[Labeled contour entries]
+ + + +

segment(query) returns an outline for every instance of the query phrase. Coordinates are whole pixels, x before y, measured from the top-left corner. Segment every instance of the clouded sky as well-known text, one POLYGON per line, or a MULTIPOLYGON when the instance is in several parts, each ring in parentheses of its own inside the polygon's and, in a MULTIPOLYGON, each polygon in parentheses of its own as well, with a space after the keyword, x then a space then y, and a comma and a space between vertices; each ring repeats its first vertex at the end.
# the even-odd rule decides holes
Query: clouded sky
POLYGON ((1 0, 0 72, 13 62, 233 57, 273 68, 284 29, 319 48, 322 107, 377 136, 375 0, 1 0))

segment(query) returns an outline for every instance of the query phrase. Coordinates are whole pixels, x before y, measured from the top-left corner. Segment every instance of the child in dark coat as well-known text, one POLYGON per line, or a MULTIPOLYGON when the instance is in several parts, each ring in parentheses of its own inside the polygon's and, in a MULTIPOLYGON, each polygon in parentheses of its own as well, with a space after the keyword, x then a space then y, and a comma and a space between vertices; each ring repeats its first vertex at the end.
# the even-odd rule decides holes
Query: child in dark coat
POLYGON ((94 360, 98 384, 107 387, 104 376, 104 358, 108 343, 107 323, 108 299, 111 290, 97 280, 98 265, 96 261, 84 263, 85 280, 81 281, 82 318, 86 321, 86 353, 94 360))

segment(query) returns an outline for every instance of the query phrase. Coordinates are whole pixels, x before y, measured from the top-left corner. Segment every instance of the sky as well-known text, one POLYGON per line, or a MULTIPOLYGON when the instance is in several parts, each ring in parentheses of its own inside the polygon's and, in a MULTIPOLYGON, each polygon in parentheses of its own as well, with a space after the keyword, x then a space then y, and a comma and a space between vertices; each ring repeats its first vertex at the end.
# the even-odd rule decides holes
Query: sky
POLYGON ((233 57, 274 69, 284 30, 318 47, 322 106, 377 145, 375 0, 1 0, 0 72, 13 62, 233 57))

+ + + +

• _Challenge_
Copy the listing above line for line, changing nothing.

• _Answer to the problem_
segment(query) returns an outline for every instance of the query phrase. Coordinates are whole pixels, x before y, measured from the top-left corner. Segment every instance of the clouded sky as well-known text, one POLYGON per line, or a MULTIPOLYGON when the instance is in several parts, each ring in parentheses of its own inside the polygon's and, in a MULTIPOLYGON, each polygon in parentheses of its own as well, with a space after the keyword, x then a space then y, and a comma and a space between vertices; each ring repeats its first vertex at the end.
# the even-odd rule decides holes
Query: clouded sky
POLYGON ((1 0, 0 72, 13 62, 233 57, 273 68, 284 29, 319 48, 322 107, 377 136, 375 0, 1 0))

segment(query) returns an outline for every instance of the query phrase. Coordinates are whole pixels, x before y, measured from the top-left corner. Segment every instance of the child in dark coat as well-known text, one POLYGON per line, or a MULTIPOLYGON when the instance is in several parts, each ring in parentheses of its own inside the polygon's and, in a MULTIPOLYGON, each polygon in parentheses of its own as well, with a space after the keyword, x then a space then y, and a comma and a space between vertices; each ring repeats its first vertex at the end.
# the even-odd rule decides holes
Query: child in dark coat
POLYGON ((94 360, 98 384, 107 387, 104 376, 104 358, 108 343, 107 323, 108 299, 111 290, 97 280, 98 265, 96 261, 84 263, 85 280, 81 281, 82 318, 86 321, 86 353, 94 360))

segment(query) returns an outline for every instance of the query phrase. Coordinates are whole pixels, x before y, measured from the top-left corner. Segment every instance of the sky as well-known text, one POLYGON per line, or a MULTIPOLYGON when the instance is in several parts, each ring in parentheses of its own inside the polygon's and, in a MULTIPOLYGON, each polygon in parentheses of its own as well, with a space after the keyword, x then a space then y, and a comma and a space between vertices; each ring repeats its first vertex at the end.
# the even-odd rule decides holes
Query: sky
POLYGON ((233 57, 274 69, 284 30, 318 47, 322 106, 377 145, 375 0, 1 0, 0 72, 13 62, 233 57))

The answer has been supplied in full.